== What you are asked to do ==
How many lines in the data below contain the word "sunglasses"? Reply with the number alone.

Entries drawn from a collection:
★ ★ ★

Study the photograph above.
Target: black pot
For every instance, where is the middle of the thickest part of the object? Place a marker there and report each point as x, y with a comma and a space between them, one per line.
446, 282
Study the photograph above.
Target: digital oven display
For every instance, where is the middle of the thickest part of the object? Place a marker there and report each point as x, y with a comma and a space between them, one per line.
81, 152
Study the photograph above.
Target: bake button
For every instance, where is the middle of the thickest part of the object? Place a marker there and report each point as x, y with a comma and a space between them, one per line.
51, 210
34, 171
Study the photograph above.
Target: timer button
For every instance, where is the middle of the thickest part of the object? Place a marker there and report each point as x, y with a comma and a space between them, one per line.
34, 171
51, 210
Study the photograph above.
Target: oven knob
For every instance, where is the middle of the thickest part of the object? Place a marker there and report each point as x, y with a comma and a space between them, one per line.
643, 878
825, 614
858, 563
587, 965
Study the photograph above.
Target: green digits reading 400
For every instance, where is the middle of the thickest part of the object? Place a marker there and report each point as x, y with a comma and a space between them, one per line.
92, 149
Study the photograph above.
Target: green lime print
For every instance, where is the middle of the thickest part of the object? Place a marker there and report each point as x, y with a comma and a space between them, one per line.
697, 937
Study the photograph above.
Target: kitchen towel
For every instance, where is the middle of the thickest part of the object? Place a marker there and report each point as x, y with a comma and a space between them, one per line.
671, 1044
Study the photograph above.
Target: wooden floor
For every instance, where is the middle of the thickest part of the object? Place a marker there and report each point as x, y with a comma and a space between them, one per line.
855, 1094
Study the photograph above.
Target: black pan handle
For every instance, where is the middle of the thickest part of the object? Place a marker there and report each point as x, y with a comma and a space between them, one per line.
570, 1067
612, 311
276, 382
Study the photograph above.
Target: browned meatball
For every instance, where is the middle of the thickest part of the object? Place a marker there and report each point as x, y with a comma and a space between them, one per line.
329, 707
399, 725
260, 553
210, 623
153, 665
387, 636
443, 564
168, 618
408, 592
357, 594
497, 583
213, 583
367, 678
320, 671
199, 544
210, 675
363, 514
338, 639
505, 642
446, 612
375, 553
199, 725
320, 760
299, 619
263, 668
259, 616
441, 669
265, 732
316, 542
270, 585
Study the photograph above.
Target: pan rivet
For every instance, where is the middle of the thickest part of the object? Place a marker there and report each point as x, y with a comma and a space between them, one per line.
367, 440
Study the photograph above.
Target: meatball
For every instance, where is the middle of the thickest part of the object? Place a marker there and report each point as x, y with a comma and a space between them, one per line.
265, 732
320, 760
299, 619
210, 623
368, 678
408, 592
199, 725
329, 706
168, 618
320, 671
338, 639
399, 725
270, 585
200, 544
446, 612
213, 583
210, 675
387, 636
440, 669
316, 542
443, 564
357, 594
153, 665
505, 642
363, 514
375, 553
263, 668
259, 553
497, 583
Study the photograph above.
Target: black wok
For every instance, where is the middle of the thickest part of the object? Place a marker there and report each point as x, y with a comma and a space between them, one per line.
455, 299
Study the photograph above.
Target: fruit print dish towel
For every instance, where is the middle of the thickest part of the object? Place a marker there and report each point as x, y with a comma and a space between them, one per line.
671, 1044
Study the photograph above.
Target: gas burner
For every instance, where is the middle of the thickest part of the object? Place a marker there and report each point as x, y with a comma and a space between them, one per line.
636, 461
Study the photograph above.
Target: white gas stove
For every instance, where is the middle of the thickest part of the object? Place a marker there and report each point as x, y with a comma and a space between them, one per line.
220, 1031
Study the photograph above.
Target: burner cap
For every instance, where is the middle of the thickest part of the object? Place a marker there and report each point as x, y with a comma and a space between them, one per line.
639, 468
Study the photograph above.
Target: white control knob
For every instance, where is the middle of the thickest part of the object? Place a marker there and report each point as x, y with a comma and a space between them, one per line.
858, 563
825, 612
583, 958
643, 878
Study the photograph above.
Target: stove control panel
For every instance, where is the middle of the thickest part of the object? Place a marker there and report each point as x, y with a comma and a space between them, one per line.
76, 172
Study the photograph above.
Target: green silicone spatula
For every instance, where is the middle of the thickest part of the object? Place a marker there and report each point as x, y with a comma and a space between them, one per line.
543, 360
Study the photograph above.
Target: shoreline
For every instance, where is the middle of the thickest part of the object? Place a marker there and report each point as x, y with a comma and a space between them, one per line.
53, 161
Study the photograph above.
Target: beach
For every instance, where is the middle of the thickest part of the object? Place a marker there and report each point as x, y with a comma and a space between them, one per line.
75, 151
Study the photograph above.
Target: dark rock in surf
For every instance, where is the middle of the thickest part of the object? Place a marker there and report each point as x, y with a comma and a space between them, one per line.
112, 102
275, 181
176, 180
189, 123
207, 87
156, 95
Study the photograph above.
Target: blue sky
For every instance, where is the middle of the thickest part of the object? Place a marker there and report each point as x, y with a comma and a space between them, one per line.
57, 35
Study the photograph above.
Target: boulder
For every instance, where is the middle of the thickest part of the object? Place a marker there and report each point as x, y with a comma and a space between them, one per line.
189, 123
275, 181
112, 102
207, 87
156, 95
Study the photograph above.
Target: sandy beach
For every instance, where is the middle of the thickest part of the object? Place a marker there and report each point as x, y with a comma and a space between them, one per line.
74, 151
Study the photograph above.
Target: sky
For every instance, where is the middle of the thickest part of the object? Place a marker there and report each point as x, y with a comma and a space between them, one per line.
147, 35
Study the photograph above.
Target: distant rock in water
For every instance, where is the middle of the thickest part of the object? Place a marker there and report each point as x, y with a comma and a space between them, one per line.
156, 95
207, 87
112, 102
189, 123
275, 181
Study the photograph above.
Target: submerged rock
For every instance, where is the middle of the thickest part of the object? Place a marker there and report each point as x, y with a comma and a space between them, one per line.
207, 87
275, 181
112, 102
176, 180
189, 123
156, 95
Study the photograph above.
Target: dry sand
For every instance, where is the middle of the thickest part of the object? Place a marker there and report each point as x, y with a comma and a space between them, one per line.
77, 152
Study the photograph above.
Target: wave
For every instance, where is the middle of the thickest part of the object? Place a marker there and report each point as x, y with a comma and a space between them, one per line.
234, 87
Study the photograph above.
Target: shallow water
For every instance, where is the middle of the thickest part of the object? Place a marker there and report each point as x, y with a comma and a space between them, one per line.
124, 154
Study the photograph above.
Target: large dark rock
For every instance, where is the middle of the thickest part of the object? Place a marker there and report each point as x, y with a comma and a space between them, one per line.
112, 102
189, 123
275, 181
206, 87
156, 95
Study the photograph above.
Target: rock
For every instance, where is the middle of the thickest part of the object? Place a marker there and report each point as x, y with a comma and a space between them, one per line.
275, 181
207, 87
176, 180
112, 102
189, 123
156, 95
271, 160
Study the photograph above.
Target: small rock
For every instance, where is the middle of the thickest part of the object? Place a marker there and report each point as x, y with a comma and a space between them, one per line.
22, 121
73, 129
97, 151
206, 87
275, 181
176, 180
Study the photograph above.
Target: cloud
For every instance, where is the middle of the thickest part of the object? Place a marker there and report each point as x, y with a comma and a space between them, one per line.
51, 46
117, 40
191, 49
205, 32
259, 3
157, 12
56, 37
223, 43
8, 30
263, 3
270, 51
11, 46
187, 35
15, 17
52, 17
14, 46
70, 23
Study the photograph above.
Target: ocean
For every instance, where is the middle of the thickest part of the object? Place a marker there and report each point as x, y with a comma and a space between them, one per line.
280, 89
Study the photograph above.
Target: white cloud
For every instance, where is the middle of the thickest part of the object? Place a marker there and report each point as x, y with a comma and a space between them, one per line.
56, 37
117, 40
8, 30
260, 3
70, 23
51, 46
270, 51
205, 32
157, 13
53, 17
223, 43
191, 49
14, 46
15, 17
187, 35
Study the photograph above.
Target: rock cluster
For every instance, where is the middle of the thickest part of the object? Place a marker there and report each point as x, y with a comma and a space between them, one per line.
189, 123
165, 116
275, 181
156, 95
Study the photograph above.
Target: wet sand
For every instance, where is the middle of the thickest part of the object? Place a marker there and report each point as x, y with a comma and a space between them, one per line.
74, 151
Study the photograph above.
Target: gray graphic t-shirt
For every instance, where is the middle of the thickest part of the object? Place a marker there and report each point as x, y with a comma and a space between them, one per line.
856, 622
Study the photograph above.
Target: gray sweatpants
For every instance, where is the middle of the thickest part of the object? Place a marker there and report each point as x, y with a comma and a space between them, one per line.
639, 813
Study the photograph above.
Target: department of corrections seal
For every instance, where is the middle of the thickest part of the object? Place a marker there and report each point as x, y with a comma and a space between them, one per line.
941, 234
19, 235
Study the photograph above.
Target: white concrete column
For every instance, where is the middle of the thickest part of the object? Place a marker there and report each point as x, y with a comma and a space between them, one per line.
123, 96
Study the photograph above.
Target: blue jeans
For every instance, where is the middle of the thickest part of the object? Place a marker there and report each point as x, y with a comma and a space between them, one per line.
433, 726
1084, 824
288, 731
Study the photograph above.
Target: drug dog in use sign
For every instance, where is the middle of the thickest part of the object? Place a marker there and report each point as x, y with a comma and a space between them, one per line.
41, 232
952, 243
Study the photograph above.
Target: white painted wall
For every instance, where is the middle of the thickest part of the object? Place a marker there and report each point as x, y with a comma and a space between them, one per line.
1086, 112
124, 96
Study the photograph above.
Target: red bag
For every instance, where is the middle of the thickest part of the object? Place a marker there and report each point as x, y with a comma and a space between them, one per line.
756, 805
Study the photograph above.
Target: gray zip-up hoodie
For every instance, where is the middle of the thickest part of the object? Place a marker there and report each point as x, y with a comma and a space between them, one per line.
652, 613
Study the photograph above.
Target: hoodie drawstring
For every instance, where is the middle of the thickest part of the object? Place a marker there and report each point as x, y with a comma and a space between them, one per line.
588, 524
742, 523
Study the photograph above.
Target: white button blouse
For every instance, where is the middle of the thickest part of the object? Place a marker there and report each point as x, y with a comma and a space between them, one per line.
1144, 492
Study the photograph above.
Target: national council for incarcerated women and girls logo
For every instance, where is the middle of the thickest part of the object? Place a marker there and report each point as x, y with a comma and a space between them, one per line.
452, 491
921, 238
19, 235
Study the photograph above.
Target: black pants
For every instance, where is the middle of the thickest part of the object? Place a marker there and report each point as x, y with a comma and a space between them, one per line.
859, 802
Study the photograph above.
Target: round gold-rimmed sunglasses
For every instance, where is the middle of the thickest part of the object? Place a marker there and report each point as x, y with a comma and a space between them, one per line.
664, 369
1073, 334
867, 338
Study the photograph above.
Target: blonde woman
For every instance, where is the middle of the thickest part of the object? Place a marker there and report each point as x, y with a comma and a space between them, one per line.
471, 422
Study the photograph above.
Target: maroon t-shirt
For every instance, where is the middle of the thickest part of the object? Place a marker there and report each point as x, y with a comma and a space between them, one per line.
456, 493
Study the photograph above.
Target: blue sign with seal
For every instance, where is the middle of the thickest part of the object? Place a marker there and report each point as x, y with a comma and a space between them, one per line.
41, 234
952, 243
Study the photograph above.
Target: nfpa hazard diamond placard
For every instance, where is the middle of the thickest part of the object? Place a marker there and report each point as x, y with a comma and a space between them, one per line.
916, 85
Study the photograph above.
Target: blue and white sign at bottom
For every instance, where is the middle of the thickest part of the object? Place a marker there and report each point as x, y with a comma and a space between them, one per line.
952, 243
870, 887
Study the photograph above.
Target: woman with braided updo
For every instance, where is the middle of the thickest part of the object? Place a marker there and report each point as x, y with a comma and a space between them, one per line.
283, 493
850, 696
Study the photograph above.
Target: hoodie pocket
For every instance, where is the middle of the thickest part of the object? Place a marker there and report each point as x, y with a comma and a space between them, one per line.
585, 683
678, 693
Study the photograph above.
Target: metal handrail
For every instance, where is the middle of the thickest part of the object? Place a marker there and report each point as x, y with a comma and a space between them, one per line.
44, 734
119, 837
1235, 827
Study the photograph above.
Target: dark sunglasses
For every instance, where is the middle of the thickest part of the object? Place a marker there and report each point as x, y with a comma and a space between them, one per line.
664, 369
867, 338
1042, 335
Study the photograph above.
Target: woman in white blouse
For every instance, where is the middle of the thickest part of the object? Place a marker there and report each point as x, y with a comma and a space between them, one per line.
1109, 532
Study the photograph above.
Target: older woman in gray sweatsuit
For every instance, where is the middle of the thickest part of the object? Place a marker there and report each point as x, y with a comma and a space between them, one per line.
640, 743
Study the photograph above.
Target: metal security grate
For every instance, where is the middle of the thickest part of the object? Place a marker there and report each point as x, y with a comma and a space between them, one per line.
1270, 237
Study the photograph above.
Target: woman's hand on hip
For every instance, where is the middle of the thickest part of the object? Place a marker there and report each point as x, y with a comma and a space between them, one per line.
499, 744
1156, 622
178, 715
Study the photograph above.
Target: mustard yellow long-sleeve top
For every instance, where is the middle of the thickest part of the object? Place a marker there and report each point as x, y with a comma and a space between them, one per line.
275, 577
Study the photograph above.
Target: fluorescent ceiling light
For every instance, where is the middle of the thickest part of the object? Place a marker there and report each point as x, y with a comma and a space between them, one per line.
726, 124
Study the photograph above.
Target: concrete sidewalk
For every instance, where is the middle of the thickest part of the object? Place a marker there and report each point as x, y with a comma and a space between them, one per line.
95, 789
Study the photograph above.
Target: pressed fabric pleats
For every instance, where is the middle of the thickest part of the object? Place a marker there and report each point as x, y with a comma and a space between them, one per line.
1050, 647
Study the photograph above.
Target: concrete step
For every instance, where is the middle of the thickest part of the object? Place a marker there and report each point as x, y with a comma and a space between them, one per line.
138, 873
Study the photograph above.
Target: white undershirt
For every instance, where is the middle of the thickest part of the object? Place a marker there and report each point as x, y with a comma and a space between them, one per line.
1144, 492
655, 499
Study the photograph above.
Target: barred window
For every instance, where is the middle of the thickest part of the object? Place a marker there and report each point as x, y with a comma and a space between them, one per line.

★ ★ ★

== Task response ==
2